*Stored rows*
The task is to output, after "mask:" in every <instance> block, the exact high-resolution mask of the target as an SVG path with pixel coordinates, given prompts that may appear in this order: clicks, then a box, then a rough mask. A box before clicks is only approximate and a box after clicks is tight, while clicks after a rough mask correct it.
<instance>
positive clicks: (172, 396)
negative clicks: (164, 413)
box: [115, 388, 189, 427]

*TASK*
Copy every row above word for word, changing nothing.

*TASK RESPONSE*
The task is to output, after "mask:" in every <instance> block, the exact high-resolution mask of the target as an SVG path with pixel coordinates, given prompts that may appear in this order: clicks, then a box, then a rough mask. A box before clicks is only approximate and a box after clicks is tight, while clicks after a rough mask correct it.
<instance>
positive clicks: (172, 396)
negative clicks: (164, 413)
box: [115, 388, 189, 427]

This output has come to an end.